_EXERCISE AIM_. Each line from the one that contains "901,605 -> 1313,1533" through the end of the entries should be repeated exactly, with nothing added.

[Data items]
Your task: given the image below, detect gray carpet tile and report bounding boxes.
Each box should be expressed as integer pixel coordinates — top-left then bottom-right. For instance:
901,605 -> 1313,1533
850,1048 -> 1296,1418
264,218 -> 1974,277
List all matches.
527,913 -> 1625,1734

_SOLUTION TO THIS TASK_.
901,605 -> 1313,1533
850,1048 -> 1296,1418
264,218 -> 1974,277
List all matches.
527,913 -> 1625,1734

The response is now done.